_DOCUMENT EXCERPT:_
— start —
You can modify time_partitioning for your LoadJobConfig. The description of the TimePartitioning class can be found here and a similar example in the docs. Use TimePartitioning.field to specify which field to use as the partitioning criteria. In your case it could be something like this (adding a 90-day expiration rule):
job_config = bigquery.LoadJobConfig(
schema = [
bigquery.SchemaField("foo", "STRING"),
bigquery.SchemaField("Timestamp", "TIMESTAMP"),
bigquery.SchemaField("bar", "INT64"),
bigquery.SchemaField("id", "STRING")
],
time_partitioning = bigquery.TimePartitioning(
type_=bigquery.TimePartitioningType.DAY,
field="Timestamp", # field to use for partitioning
expiration_ms=7776000000 # 90 days
)
)
We can use the LoadJob result to verify that everything is ok:
print("Written {} rows to {}".format(result.output_rows, result.destination))
print("Partitioning: {}".format(result.time_partitioning))
Written 4 rows to TableReference(DatasetReference(u'PROJECT_ID', u'test'), 'pandas_partitioned')
Partitioning: TimePartitioning(expirationMs=7776000000,field=Timestamp,type=DAY)
and describe the newly-created table:
$ bq show test.pandas_partitioned
Table PROJECT_ID:test.pandas_partitioned
Last modified Schema Total Rows Total Bytes Expiration Time Partitioning Clustered Fields Labels
----------------- ------------------------- ------------ ------------- ------------ -------------------------------------------------- ------------------ --------
21 Dec 10:01:42 |- Timestamp: timestamp 4 107 DAY (field: Timestamp, expirationMs: 7776000000)
|- bar: integer
|- foo: string
|- id: string
Full code:
from datetime import datetime
from datetime import timedelta
import pandas as pd
from google.cloud import bigquery
PROJECT = "PROJECT_ID"
DATASET = "test"
TABLE = "pandas_partitioned"
bq_client = bigquery.Client(project=PROJECT)
job_config = bigquery.LoadJobConfig(
schema = [
bigquery.SchemaField("foo", "STRING"),
bigquery.SchemaField("Timestamp", "TIMESTAMP"),
bigquery.SchemaField("bar", "INT64"),
bigquery.SchemaField("id", "STRING")
],
time_partitioning = bigquery.TimePartitioning(
type_=bigquery.TimePartitioningType.DAY,
field="Timestamp", # name of the column to use for partitioning
expiration_ms=7776000000 # 90 days
)
)
data = {"foo": ["fighters", "manchu", "bar", "kien"],
"Timestamp": [datetime.now() - timedelta(days=i) for i in range(4)],
"bar": [100, 50, 75, 66],
"id": ["1", "2", "3", "14"]}
df = pd.DataFrame(data)
load_job = bq_client.load_table_from_dataframe(
df, '.'.join([PROJECT, DATASET, TABLE]), job_config = job_config
)
result = load_job.result()
print("Written {} rows to {}".format(result.output_rows, result.destination))
print("Partitioning: {}".format(result.time_partitioning))
— end —
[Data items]
— start —
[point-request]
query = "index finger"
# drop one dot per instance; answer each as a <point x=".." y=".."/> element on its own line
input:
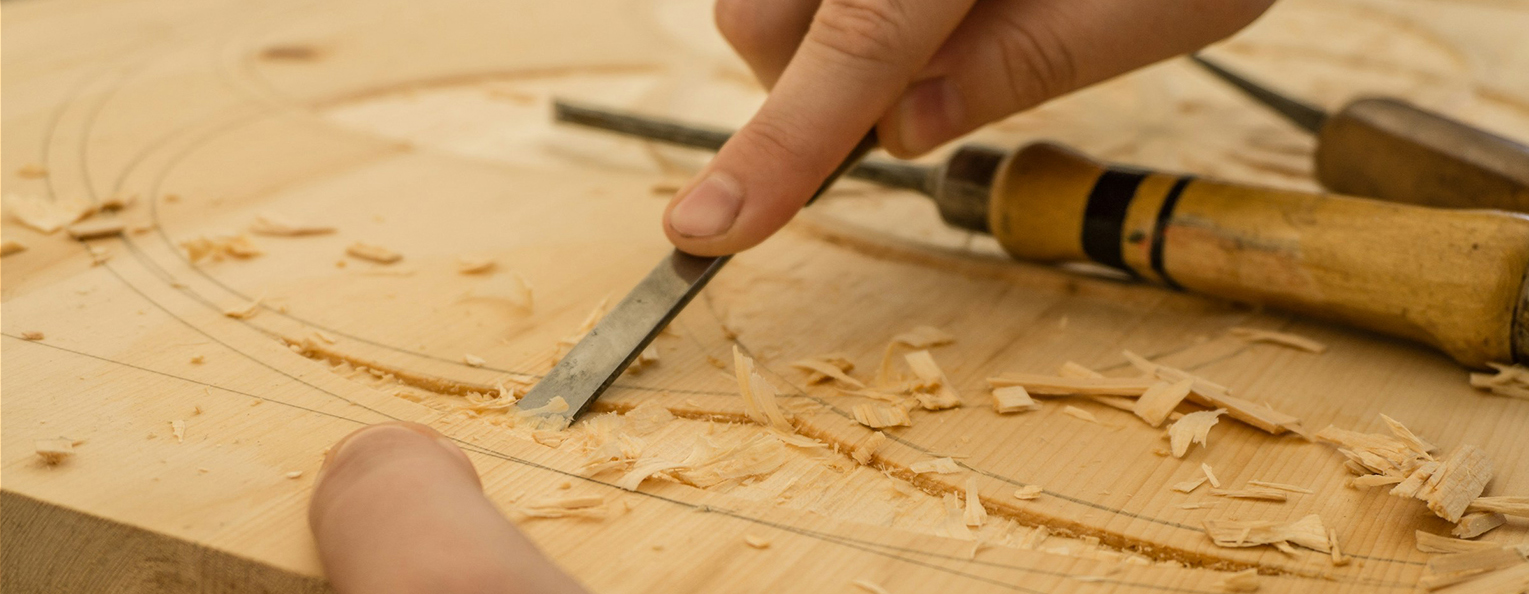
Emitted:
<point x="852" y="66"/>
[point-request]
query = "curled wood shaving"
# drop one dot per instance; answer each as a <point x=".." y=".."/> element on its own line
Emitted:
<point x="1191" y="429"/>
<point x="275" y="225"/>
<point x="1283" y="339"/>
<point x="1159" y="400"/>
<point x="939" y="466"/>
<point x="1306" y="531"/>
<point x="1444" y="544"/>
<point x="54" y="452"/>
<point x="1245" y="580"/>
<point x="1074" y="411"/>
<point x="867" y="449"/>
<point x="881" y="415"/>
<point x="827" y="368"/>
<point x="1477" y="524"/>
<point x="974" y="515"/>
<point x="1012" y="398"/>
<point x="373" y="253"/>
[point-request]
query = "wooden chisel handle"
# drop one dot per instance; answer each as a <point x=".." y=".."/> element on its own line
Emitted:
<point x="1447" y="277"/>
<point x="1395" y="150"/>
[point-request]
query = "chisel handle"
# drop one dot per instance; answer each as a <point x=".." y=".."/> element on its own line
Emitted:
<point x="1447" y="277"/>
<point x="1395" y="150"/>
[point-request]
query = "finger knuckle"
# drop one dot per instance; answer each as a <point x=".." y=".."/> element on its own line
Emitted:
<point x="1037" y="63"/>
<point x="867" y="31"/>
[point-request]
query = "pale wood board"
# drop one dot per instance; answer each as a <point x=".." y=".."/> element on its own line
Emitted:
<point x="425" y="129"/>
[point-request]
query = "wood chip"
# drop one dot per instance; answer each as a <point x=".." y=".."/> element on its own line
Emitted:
— end —
— start —
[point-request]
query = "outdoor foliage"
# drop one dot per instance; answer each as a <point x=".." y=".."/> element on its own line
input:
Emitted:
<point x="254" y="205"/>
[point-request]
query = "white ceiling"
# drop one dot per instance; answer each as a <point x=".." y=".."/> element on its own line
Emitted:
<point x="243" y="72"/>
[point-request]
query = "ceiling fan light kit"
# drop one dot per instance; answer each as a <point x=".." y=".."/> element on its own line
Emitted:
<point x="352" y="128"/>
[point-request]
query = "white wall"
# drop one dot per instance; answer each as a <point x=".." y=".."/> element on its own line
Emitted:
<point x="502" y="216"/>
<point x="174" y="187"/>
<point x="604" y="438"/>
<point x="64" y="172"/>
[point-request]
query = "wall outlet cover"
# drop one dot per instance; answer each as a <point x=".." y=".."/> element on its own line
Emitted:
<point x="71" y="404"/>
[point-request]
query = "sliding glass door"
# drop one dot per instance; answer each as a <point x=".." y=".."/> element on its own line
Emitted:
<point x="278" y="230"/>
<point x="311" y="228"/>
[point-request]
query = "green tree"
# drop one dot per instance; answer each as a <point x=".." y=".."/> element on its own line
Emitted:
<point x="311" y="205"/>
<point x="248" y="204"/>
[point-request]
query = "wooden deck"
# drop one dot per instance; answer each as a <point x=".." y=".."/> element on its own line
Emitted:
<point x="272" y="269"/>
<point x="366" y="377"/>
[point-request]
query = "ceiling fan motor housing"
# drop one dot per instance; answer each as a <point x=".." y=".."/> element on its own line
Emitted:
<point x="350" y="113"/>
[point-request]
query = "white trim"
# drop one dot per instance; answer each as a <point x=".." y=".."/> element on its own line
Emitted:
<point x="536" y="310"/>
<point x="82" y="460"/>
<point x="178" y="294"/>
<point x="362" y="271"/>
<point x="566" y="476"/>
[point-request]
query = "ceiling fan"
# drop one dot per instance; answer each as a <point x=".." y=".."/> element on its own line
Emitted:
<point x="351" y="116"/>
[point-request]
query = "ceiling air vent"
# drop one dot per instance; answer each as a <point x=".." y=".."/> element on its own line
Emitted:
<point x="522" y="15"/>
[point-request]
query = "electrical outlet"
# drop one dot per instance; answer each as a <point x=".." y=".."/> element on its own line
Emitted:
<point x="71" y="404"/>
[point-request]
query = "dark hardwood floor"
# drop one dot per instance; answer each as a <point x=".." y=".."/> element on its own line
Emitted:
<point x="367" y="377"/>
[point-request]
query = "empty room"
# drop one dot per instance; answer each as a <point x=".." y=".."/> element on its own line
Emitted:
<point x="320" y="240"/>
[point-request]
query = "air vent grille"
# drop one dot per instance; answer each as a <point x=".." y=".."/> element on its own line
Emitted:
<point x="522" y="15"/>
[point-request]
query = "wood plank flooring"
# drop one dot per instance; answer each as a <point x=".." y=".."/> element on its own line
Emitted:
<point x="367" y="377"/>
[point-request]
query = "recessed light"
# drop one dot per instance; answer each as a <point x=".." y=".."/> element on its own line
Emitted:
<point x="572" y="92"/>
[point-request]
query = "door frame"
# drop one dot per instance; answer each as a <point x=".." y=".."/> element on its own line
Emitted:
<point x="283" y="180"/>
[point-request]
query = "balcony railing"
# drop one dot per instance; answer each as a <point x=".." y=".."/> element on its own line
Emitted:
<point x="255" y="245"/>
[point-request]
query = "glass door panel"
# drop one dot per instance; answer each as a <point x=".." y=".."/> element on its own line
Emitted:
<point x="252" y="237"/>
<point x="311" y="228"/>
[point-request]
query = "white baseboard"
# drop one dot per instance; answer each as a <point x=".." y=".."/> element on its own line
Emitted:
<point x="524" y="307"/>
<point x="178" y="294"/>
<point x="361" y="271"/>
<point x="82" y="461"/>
— end —
— start —
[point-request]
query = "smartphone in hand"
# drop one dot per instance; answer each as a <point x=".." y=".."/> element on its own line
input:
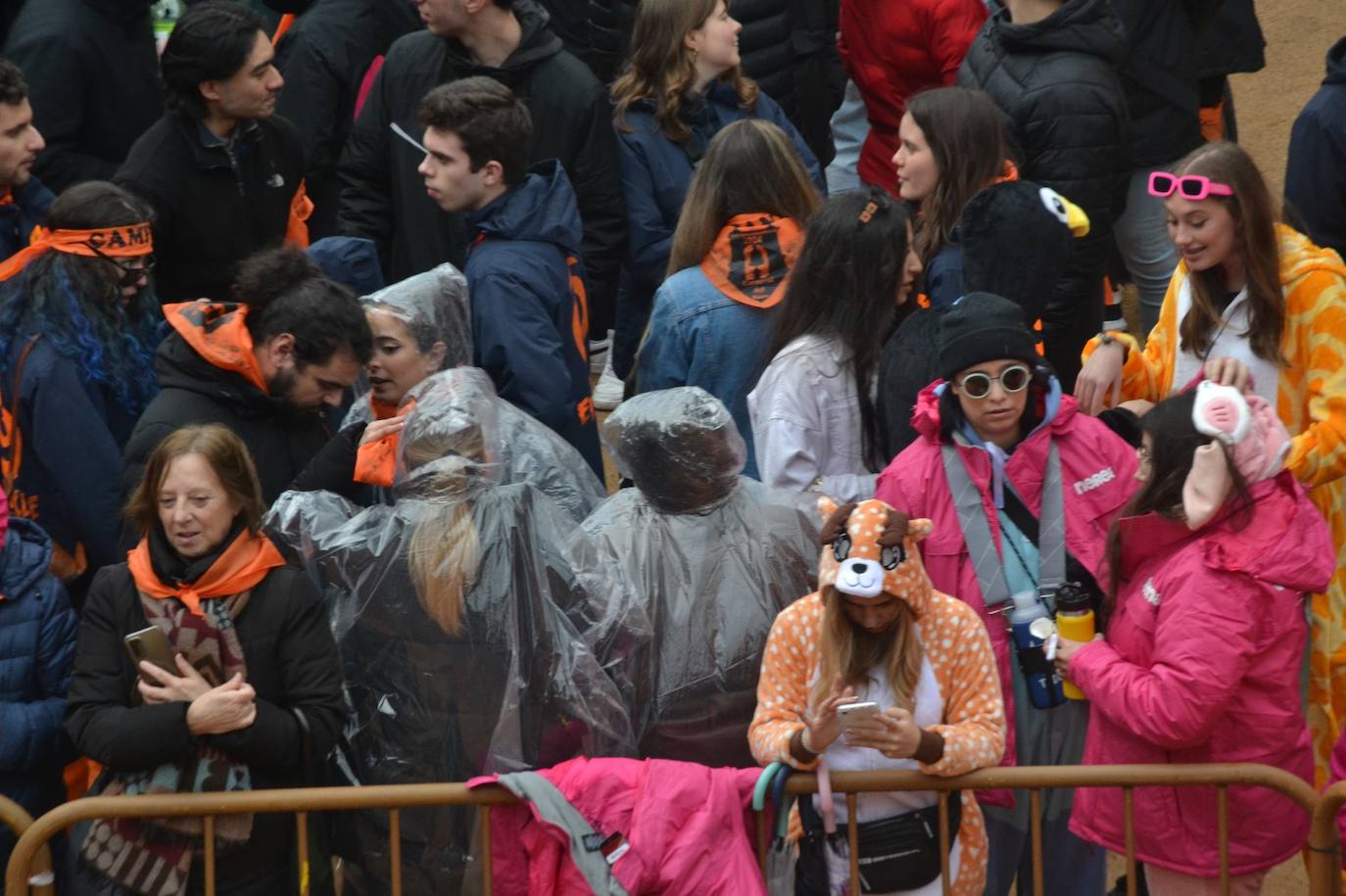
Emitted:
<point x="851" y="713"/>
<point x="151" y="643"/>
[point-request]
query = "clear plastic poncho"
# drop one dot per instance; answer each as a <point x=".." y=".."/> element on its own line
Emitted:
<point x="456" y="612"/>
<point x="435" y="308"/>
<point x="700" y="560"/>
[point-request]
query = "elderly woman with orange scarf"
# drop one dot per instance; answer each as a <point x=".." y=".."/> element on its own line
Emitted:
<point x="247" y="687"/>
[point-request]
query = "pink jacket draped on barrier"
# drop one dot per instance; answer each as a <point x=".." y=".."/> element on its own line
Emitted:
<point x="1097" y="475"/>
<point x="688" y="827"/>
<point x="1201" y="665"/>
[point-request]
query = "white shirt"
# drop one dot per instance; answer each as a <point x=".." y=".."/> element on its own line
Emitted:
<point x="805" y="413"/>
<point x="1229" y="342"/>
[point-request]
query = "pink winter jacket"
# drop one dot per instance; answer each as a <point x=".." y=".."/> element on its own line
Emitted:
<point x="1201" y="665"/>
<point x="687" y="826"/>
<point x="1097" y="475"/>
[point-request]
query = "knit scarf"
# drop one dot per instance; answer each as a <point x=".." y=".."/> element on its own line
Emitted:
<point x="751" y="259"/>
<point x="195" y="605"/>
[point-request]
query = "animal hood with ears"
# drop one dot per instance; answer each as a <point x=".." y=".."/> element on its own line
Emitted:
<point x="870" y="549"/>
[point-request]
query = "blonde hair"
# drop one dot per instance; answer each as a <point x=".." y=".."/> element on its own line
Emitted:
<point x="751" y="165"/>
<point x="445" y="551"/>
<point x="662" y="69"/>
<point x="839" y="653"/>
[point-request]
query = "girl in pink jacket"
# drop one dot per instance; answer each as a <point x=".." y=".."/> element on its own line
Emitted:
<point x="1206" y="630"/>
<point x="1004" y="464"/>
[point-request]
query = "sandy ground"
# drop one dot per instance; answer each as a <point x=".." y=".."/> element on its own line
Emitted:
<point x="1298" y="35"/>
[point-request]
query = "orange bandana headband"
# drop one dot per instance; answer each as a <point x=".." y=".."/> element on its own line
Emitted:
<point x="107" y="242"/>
— end —
In the BigQuery partitioning answer, reproduce everything from "We can use the" down to "Timestamp, expirationMs: 7776000000)".

We can use the LoadJob result to verify that everything is ok:
print("Written {} rows to {}".format(result.output_rows, result.destination))
print("Partitioning: {}".format(result.time_partitioning))
Written 4 rows to TableReference(DatasetReference(u'PROJECT_ID', u'test'), 'pandas_partitioned')
Partitioning: TimePartitioning(expirationMs=7776000000,field=Timestamp,type=DAY)
and describe the newly-created table:
$ bq show test.pandas_partitioned
Table PROJECT_ID:test.pandas_partitioned
Last modified Schema Total Rows Total Bytes Expiration Time Partitioning Clustered Fields Labels
----------------- ------------------------- ------------ ------------- ------------ -------------------------------------------------- ------------------ --------
21 Dec 10:01:42 |- Timestamp: timestamp 4 107 DAY (field: Timestamp, expirationMs: 7776000000)